## START

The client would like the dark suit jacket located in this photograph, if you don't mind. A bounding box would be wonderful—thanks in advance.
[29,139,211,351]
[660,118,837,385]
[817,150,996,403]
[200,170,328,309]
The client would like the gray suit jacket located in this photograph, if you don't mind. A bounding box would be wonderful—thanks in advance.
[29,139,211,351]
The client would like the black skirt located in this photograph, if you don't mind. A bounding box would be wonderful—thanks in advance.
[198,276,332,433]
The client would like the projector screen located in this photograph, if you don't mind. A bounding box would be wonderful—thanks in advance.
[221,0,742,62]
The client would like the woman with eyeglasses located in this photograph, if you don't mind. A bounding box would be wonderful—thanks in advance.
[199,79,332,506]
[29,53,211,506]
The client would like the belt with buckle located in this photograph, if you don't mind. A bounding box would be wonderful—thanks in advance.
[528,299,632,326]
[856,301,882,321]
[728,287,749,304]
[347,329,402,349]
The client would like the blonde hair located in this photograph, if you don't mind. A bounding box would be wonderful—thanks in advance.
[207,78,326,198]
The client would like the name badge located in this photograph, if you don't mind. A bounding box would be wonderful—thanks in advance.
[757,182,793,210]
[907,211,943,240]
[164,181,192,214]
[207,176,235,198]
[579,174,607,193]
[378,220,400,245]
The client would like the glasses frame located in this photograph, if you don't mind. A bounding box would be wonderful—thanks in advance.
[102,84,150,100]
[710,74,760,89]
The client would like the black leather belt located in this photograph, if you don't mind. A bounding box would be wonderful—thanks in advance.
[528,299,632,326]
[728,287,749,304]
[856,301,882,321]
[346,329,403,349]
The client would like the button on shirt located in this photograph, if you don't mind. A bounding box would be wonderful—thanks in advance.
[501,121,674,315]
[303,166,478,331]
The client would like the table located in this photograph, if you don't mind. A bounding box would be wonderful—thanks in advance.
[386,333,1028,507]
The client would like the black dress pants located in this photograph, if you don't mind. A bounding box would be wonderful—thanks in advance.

## END

> **WHAT YOU WILL DO**: Copy everything from the line containing "The client would like the projector" down to the line containing "[29,53,211,506]", substituting "presentation screen" for "projector screen" and leaving all else unchanged.

> **THE REPLY**:
The client would like the presentation screen located in this photograph, if you don't mind. A bounding box would be wonderful—thanks in advance.
[221,0,742,62]
The client would like the woman with eyeglasses located in this photograph, if you don't mind. A bounding box would be wonderful—thanks in advance.
[199,79,332,506]
[29,53,211,506]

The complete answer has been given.